By Danielle Martin
The Toronto Star
August 15, 2007
What will the Canadian Medical Association do next?
Condemned by the public, editorial boards and politicians of all persuasions for its recent policy statement “Medicare Plus,” the CMA will have some explaining to do to its members — and to Canadians — at its annual meeting in Vancouver next week, Aug. 19 to 22.
Few Canadians would disagree with CMA president Colin McMillan’s speech releasing the recommendations in “Medicare Plus” calling for more doctors, nurses and other health professionals; for a broader spectrum of standards and a publicly funded guarantee to protect us against unreasonable wait times; and for the expansion of medicare to cover services like expensive drugs and long-term care.
These proposals recognize that our publicly funded system needs reforming to meet the needs of our aging population, the massive growth in pharmaceuticals and the shift away from a hospital and physician-centric model of health care.
However, conspicuously absent from McMillan’s remarks — and from the CMA’s Ipsos Reid poll on Canadians’ attitudes towards “Medicare Plus” — was the proposal that doctors be permitted to work in both public and private systems (dual practice) and that patients be allowed to buy private insurance for some publicly funded services covered by medicare.

**Work task**.
Using the article on Medicare Plus, please explain in one to three sentences why Canada's publicly funded health system needs reforming.

**Excerpted data**.
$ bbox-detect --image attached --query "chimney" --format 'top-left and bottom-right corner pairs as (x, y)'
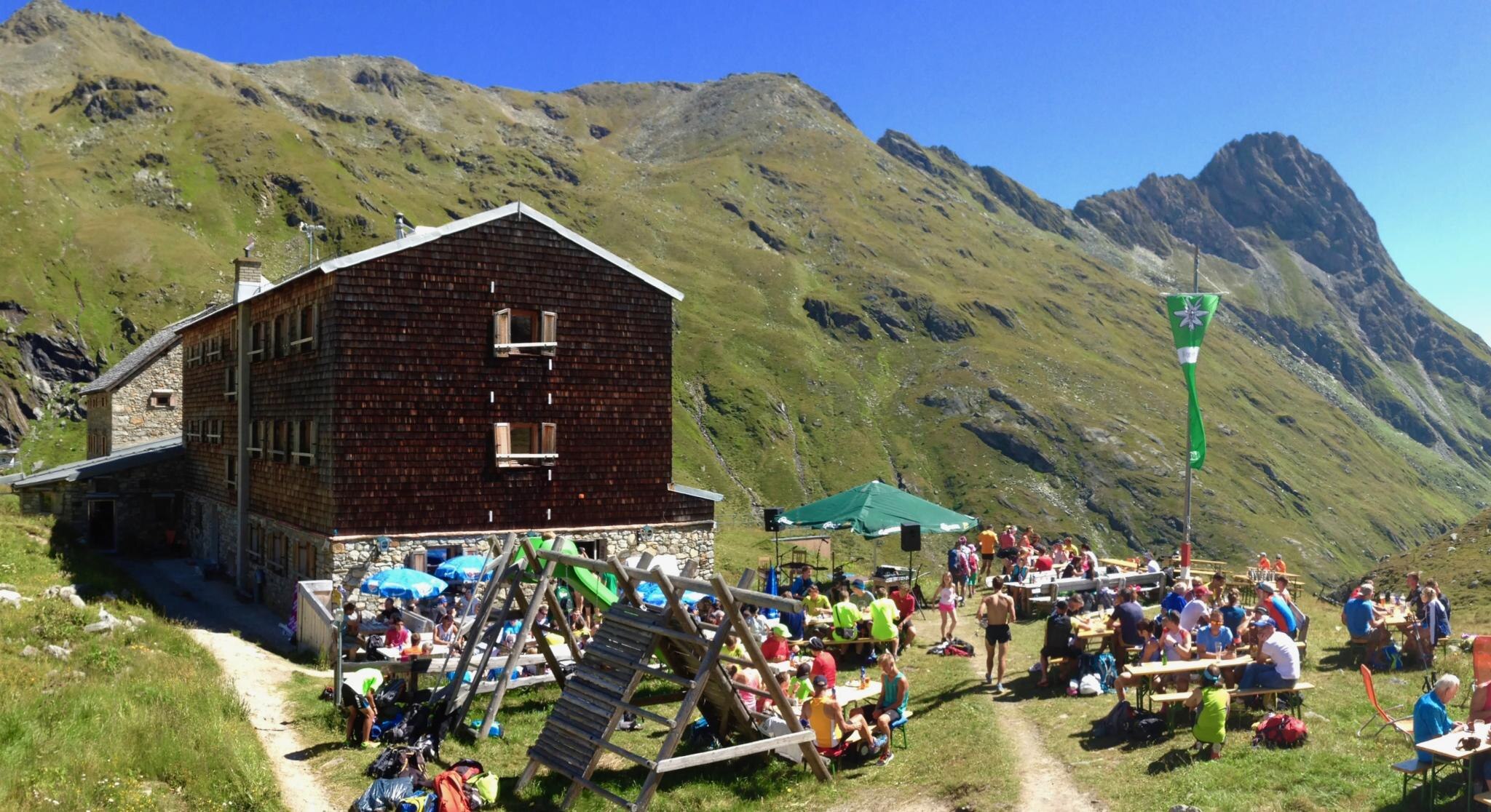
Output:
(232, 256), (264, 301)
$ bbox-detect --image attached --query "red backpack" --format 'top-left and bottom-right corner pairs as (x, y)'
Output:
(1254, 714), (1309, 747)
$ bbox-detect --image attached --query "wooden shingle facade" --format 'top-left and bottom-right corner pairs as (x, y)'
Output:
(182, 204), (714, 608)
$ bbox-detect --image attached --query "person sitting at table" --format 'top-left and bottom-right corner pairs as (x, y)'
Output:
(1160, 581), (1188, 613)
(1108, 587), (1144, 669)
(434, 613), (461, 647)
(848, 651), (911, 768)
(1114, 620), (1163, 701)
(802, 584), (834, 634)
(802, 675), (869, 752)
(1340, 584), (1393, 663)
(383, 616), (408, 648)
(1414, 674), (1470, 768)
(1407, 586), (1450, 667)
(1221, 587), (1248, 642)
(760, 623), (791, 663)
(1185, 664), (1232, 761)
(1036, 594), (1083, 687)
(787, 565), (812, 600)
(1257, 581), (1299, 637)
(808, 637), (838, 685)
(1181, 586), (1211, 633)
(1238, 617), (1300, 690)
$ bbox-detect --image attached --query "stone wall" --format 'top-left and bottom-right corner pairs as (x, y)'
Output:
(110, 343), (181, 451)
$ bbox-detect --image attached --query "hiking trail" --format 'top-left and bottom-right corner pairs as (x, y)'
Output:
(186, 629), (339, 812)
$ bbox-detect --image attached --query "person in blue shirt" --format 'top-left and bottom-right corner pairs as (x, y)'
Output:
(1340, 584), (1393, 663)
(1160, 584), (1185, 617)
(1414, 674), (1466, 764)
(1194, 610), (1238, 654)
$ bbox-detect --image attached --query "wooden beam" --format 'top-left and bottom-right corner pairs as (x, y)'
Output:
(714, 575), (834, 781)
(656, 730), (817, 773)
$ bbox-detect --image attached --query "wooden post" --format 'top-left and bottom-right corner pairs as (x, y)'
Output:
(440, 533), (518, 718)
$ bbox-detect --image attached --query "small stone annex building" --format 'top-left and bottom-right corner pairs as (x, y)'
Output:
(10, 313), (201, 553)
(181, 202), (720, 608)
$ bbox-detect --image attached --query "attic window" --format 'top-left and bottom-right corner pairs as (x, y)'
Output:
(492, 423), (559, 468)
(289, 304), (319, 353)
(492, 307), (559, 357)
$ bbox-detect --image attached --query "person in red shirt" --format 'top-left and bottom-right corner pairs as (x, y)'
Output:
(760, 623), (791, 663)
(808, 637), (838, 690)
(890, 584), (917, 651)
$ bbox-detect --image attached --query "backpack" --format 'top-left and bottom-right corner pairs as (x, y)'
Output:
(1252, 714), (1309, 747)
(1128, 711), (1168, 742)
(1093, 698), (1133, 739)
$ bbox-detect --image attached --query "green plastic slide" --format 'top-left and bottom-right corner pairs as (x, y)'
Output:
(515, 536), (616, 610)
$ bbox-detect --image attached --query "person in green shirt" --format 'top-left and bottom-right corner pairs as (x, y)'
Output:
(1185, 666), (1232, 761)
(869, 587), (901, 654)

...

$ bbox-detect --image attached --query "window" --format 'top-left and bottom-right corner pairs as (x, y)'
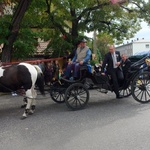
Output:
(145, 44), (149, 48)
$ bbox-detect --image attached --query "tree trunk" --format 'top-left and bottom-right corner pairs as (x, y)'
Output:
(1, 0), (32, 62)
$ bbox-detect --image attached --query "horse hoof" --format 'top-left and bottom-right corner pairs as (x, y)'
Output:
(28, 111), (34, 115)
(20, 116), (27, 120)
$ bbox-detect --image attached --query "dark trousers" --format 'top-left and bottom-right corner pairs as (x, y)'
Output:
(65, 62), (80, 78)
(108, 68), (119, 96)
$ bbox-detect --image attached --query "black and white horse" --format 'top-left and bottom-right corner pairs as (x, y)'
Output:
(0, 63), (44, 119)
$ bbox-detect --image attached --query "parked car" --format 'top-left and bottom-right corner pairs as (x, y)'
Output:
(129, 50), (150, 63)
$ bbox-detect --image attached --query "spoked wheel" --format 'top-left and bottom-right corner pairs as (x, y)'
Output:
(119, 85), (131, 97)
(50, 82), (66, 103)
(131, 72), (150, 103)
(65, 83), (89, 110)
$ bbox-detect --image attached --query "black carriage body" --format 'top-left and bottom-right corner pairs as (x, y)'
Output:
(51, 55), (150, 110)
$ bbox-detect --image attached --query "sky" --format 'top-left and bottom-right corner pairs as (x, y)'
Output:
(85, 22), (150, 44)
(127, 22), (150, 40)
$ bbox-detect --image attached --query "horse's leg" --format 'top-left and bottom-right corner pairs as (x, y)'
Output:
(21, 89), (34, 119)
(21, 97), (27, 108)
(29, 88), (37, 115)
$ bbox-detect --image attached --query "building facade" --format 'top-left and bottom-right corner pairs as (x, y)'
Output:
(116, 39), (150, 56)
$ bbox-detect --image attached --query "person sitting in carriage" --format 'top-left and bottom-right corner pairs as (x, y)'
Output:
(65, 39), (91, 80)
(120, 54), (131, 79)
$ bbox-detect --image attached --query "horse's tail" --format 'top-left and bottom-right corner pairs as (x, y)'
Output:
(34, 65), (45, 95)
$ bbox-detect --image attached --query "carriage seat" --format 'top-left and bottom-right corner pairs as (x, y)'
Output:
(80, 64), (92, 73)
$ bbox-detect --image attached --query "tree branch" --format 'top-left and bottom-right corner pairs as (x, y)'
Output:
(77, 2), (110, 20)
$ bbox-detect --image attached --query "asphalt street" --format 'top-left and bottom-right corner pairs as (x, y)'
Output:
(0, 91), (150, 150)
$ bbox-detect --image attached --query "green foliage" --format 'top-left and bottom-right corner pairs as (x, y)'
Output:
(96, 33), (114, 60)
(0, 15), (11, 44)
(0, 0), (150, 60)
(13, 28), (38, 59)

**Result of the task**.
The system needs reforming to meet the needs of an aging population and the massive growth in pharmaceuticals. It must also keep pace with the shift away from a hospital- and physician-centric model of health care.